Un biosensore portatile, in grado di mostrare come sta progredendo la malattia nei pazienti con Alzheimer, potrebbe in futuro migliorare notevolmente la qualità della vita delle persone.
Questa è la conclusione di una nuova revisione di studi scientifici precedenti, pubblicata sulla rivista Biosensors and Bioelectronics.
Gli autori della revisione, della Florida International University, stanno adottando un nuovo approccio per la diagnosi della malattia: misurano la quantità di un peptide chiamato amiloide-beta nel sangue con un test point-of-care (in un punto medico più vicino al paziente) economico, veloce e preciso. Essi sperano che il loro nuovo approccio aiuterà i pazienti, compresi quelli dei paesi in via di sviluppo, a beneficiare di un trattamento personalizzato dell'Alzheimer.
Questa malattia presenta elevati livelli di amiloide-beta nel cervello, che portano alla degenerazione delle cellule cerebrali. I medici possono usare vari tipi di scansione e test immunologici, come la risonanza magnetica e i test ELISA, per stimare la quantità di amiloide-beta nel cervello, che dà loro l'indicazione di come sta progredendo la malattia. Ma la proteina può anche essere presente a livelli più bassi nel sangue, il che la rende un biomarcatore utile per diagnosticare e monitorare la progressione della malattia.
Attualmente non esiste un modo sensibile o economico per misurare i livelli di amiloide-beta nel sangue. Il team che sta dietro alla nuova revisione ha in programma di cambiare la situazione.
"Vogliamo sviluppare un sistema point-of-care, dove una piccola goccia di plasma sanguigno può rivelare subito il livello di amiloide-beta, così che un medico possa delineare subito la terapia del paziente", ha spiegato il dottor Ajeet Kaushik, autore principale della revisione, dell'Università della Florida. "I farmaci usati per trattare l'Alzheimer possono avere effetti collaterali, quindi è meglio non superare le dosi. Con i dati giusti, i medici possono rispondere rapidamente ai cambiamenti nel cervello di un paziente, riducendo o aumentando la dose".

CONTENUTO DEI DATI.
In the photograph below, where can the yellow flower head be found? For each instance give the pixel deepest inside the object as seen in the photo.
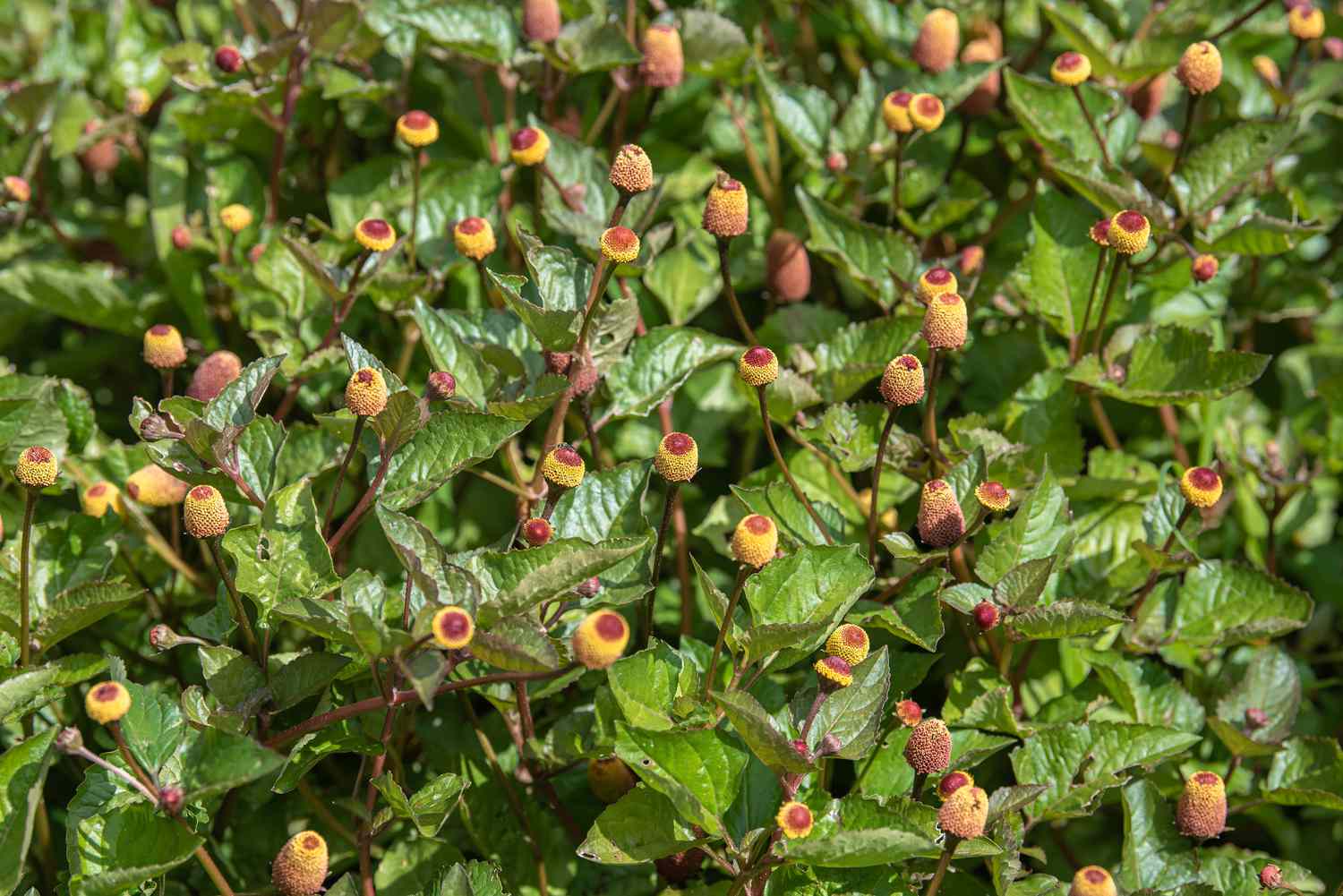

* * *

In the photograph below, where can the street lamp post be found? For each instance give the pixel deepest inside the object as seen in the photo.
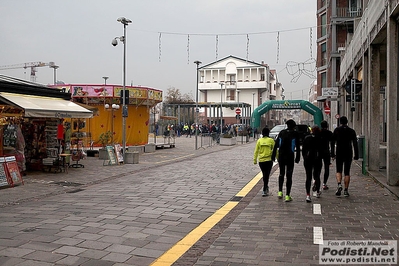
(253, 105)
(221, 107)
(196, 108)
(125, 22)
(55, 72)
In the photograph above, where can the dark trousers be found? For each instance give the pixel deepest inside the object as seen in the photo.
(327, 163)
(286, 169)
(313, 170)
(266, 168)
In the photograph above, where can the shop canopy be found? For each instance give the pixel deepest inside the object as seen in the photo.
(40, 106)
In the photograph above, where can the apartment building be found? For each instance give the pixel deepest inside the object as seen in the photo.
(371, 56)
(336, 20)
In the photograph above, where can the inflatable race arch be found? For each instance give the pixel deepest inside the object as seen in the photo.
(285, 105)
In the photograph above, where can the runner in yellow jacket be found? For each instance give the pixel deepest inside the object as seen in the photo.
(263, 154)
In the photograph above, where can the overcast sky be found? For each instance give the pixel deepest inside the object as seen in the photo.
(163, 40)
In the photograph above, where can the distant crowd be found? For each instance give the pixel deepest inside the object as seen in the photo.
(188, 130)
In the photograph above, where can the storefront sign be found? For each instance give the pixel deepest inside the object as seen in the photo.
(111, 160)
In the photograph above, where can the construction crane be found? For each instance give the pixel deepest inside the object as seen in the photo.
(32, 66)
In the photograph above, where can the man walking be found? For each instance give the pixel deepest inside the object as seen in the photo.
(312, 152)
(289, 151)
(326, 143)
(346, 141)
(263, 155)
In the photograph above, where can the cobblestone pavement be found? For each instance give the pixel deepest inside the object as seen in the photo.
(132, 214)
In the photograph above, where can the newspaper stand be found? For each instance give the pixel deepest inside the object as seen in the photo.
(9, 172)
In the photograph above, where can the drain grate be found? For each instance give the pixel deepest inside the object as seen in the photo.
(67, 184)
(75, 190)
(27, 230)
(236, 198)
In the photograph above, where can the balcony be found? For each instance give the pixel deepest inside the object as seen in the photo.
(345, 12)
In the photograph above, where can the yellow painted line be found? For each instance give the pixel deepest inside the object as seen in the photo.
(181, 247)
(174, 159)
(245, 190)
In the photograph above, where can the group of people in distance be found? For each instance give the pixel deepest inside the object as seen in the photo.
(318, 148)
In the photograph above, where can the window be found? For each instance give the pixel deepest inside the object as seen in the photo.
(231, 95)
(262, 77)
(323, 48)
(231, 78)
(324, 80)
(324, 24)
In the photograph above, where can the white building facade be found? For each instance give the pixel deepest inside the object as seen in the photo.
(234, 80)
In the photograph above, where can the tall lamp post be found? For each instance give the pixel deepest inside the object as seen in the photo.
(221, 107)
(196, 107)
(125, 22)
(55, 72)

CONSEGNA. Prosegui il testo sul biosensore per l'Alzheimer dopo l'ultima frase riportata, mantenendo lo stesso registro.

RISULTATO ATTESO.
Nel corso della revisione, il Dr. Kaushik e i suoi colleghi hanno esaminato tutti i metodi disponibili per misurare la concentrazione di amiloide-beta nel tessuto cerebrale e nel sangue. Nessuno dei test esistenti può essere fatto vicino al letto del paziente e tutti hanno bisogno di particolari competenze e di grandi campioni. Inoltre impiegano molto tempo per generare un risultato utile; il test principale disponibile, chiamato ELISA, richiede da 6 a 8 ore.
In confronto, il biosensore semplice ed economico che il Dr. Kaushik e i colleghi descrivono può misurare l'amiloide-beta nel sangue su concentrazioni molto piccole in appena mezz'ora. "Anche se le tecnologie esistenti sono ben assodate, dobbiamo muoverci verso test su piccoli campioni e con alta precisione, che possono essere usati in tutti gli ambienti, dai paesi sviluppati agli ambienti rurali. Il nostro obiettivo è mettere a punto un test sensibile, piccolo ed economico", ha detto il dottor Kaushik.
Per sviluppare il nuovo biosensore il team avrà bisogno di molti campioni di bio-liquido prelevati in diverse fasi della malattia. Trovare tutti i campioni di cui hanno bisogno sarà impegnativo, ma la revisione dimostra che il biosensore è realizzabile in futuro.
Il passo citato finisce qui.